> _Excerpt_:

------------------------------------------------------------

Pack your bags: Everything you need to know about customer journeys

A study published over the past year found that businesses that invest in optimal customer journeys experience a 70% jump in profits within a three year period.

Where is everyone? On a journey, of course. Indeed, at present, you’d be hard pressed to find marketing managers that aren’t busy mapping out the perfect customer journey. In case you’ve been away during the past two years, this pair of words, that has gone from being a somewhat amorphous professional term to representing one of the marketing and digital worlds’ leading marketing strategies, describes each potential client’s decision making process at each of their touch points with our brand. Sounds trivial, no? Think again. A single small business can originate dozens of different customer journeys, where each one leads to a different destination: one journey for purchasing a specific product, a second journey relating to use of a digital customer service platform to free up human call-center staff, a third journey to address customers that had poor product experiences, etc. Now try and track each such journey.

The good news is that most of today’s popular customer journeys are fully automated. If you use the right automation system, you’re already halfway there. Now, all that’s left is to implement the building and mapping phase of the appropriate customer journey, and the system will start working for you. Unsurprisingly, you’ll soon begin to see results: A study published during the past year found that businesses that invest in optimizing customer journeys see a 70% hike in profits within 3 years. What makes this happen, in practice? Strong relationships with customers = less disappointed customers = less abandoned carts.

All we need to do is to understand what customer journeys bring to the table to appreciate just how important it is for each and every business to invest in customer journeys: Building a customer journey lets us provide a consistent and continuous experience across all marketing channels, builds additional goodwill towards our brand, and supplies personal access to each customer’s decision making process. In the past, when sales people still called (by phone) potential customers to try and gain their interest, we called this “follow-up”. Did you call? Did the customer ask for additional information? Let’s call again and gently try to find out from the customer whether they’ve reached a decision. Digital marketing did a good job of mapping out these stages, automating them, and increasing their sophistication. All that’s left is to plan the journey’s touch points and to guide customers towards the desired targets.

------------------------------------------------------------

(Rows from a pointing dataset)

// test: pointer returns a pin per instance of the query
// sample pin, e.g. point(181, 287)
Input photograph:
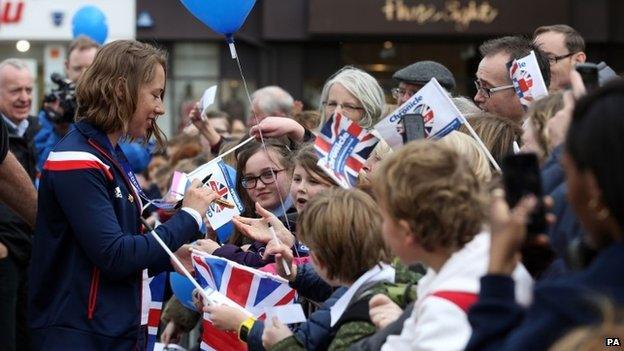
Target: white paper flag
point(221, 184)
point(527, 79)
point(440, 116)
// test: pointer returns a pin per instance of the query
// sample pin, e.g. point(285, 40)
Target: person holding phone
point(89, 274)
point(595, 181)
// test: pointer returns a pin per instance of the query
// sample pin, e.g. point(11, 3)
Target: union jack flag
point(343, 147)
point(157, 290)
point(250, 288)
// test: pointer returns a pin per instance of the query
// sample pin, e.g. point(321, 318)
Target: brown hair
point(540, 112)
point(310, 120)
point(573, 40)
point(343, 230)
point(432, 188)
point(81, 43)
point(497, 133)
point(107, 93)
point(275, 148)
point(307, 158)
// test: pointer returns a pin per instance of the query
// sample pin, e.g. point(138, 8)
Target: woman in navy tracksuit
point(90, 261)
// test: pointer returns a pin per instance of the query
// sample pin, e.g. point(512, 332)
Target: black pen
point(204, 181)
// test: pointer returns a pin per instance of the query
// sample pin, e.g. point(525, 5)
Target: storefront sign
point(444, 17)
point(51, 20)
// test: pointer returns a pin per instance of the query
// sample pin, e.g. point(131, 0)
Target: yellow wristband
point(245, 327)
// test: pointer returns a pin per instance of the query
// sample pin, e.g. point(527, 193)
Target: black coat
point(15, 234)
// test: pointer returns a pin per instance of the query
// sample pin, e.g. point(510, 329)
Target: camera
point(65, 94)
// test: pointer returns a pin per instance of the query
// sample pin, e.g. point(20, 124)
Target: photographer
point(59, 106)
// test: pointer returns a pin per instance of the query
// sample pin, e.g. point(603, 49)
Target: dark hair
point(253, 147)
point(594, 141)
point(81, 43)
point(107, 94)
point(573, 40)
point(307, 158)
point(517, 47)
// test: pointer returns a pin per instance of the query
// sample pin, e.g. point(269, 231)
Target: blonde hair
point(364, 87)
point(468, 148)
point(343, 230)
point(108, 92)
point(540, 112)
point(497, 133)
point(430, 186)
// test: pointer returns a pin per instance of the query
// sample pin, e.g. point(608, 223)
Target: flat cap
point(421, 73)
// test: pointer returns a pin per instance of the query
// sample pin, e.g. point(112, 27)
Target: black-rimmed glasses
point(265, 177)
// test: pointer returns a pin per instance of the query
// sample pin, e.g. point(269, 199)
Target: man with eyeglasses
point(416, 75)
point(495, 92)
point(564, 47)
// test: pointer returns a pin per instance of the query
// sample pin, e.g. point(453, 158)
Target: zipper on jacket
point(95, 281)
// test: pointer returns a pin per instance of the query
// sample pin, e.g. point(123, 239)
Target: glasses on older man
point(489, 91)
point(331, 106)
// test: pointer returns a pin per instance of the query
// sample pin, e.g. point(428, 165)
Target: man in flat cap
point(416, 75)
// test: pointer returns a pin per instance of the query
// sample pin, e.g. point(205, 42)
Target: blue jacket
point(559, 305)
point(86, 281)
point(315, 333)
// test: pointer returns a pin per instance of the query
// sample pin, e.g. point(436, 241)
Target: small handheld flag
point(527, 79)
point(343, 147)
point(432, 102)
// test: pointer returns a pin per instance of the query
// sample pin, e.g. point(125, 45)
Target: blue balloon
point(223, 16)
point(90, 21)
point(182, 289)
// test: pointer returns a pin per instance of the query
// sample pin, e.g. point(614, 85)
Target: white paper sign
point(223, 186)
point(208, 98)
point(440, 116)
point(287, 314)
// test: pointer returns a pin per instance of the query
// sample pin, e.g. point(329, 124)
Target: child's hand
point(171, 334)
point(258, 228)
point(274, 332)
point(225, 317)
point(383, 311)
point(206, 245)
point(282, 254)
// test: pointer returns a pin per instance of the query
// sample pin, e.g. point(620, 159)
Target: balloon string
point(262, 140)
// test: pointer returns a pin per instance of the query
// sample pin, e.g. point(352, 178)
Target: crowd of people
point(453, 263)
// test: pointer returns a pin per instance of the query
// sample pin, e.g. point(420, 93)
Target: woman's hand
point(171, 334)
point(276, 127)
point(282, 254)
point(258, 228)
point(198, 197)
point(206, 245)
point(184, 255)
point(274, 332)
point(225, 317)
point(383, 311)
point(508, 229)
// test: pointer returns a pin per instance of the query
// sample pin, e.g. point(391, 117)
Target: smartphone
point(589, 73)
point(414, 127)
point(521, 177)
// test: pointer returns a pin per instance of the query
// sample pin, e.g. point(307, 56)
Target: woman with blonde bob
point(89, 289)
point(355, 94)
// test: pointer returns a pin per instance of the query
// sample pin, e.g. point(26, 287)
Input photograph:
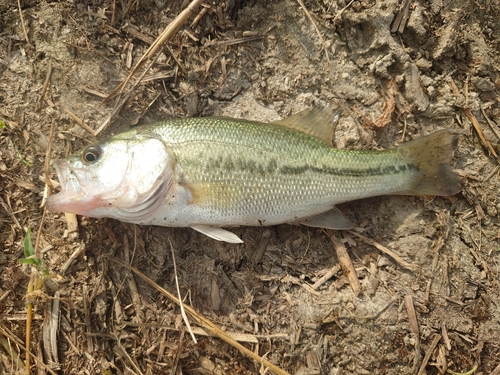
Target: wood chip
point(346, 263)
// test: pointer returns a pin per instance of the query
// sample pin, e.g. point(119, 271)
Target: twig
point(10, 213)
point(428, 354)
point(79, 121)
point(496, 371)
point(7, 333)
point(412, 319)
point(473, 120)
point(316, 28)
point(385, 250)
point(22, 21)
point(332, 271)
point(169, 31)
point(346, 263)
point(206, 323)
point(45, 87)
point(183, 312)
point(399, 22)
point(493, 126)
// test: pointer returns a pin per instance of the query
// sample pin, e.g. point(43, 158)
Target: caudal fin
point(431, 156)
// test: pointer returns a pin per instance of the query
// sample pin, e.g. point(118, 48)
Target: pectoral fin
point(333, 219)
point(218, 234)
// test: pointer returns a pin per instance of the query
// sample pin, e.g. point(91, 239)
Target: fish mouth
point(71, 198)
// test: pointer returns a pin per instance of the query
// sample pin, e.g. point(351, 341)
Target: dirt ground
point(260, 60)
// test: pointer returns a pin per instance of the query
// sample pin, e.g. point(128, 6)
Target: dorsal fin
point(316, 122)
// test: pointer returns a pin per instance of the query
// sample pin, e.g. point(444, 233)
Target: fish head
point(124, 177)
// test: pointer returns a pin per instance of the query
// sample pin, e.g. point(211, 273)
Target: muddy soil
point(397, 72)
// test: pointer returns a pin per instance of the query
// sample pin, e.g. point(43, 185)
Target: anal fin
point(332, 219)
point(218, 234)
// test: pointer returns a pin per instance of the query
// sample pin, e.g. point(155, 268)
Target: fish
point(209, 173)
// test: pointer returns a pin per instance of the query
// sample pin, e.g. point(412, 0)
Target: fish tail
point(431, 156)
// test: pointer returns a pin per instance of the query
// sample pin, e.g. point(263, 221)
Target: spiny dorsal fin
point(316, 122)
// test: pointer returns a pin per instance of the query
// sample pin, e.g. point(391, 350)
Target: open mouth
point(69, 199)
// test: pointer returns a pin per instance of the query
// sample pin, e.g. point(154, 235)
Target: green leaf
point(28, 245)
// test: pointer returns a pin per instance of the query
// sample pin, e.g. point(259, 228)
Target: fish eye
point(91, 154)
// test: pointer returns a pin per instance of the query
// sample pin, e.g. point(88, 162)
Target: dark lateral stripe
point(355, 172)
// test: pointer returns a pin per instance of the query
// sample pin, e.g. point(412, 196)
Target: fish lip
point(71, 192)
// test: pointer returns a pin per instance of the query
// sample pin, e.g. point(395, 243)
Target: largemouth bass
point(208, 173)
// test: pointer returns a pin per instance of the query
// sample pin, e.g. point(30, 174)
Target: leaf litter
point(426, 269)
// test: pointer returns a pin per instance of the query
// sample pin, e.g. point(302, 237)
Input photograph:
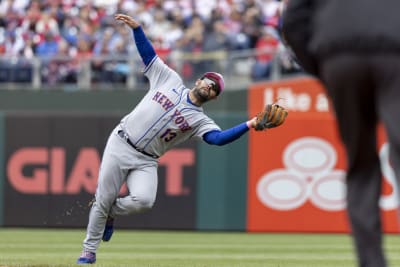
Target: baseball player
point(168, 115)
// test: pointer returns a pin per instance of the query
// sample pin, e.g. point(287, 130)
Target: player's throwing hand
point(131, 22)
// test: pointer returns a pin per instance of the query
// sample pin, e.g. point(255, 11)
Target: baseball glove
point(272, 116)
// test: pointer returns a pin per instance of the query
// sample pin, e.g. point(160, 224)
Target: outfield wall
point(289, 179)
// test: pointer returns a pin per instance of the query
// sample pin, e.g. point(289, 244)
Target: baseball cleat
point(109, 229)
point(86, 257)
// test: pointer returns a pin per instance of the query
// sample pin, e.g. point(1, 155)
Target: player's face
point(205, 89)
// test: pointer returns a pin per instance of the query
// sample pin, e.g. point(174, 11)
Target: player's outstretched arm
point(146, 50)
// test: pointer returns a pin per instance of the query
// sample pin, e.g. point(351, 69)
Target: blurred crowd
point(56, 30)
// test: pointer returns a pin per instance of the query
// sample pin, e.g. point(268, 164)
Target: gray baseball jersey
point(164, 118)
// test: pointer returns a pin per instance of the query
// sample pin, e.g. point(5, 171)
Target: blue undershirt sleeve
point(146, 50)
point(221, 138)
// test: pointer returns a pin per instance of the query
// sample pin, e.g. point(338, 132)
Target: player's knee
point(104, 204)
point(141, 204)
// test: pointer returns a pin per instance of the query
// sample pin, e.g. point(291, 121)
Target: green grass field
point(59, 247)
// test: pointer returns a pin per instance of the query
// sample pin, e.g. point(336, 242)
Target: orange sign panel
point(297, 171)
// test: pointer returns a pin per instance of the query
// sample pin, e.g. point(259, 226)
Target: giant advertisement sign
point(297, 171)
point(51, 165)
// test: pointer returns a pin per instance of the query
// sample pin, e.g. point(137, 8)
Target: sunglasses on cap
point(211, 83)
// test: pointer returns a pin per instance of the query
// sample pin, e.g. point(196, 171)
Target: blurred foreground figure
point(356, 55)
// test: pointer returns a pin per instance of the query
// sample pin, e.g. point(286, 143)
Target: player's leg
point(142, 186)
point(388, 100)
point(349, 82)
point(111, 178)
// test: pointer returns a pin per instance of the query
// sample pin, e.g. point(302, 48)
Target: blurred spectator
point(176, 27)
point(266, 48)
point(48, 47)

------------------------------------------------------------

> _Work to complete_:
a: Edit the customer journeys text from "A study published over" to "three year period.", swapping "businesses" for "companies".
b: Name every benefit of building a customer journey that the customer journeys text lists.
c: In the customer journeys text, what makes optimizing customer journeys lead to higher profits in practice?

> _Answers for the tasks_:
a:
A study published over the past year found that companies that invest in optimal customer journeys experience a 70% jump in profits within a three year period.

b:
- A consistent and continuous experience across all marketing channels
- Additional goodwill towards the brand
- Personal access to each customer's decision making process

c: Strong relationships with customers mean fewer disappointed customers. Fewer disappointed customers in turn mean fewer abandoned carts.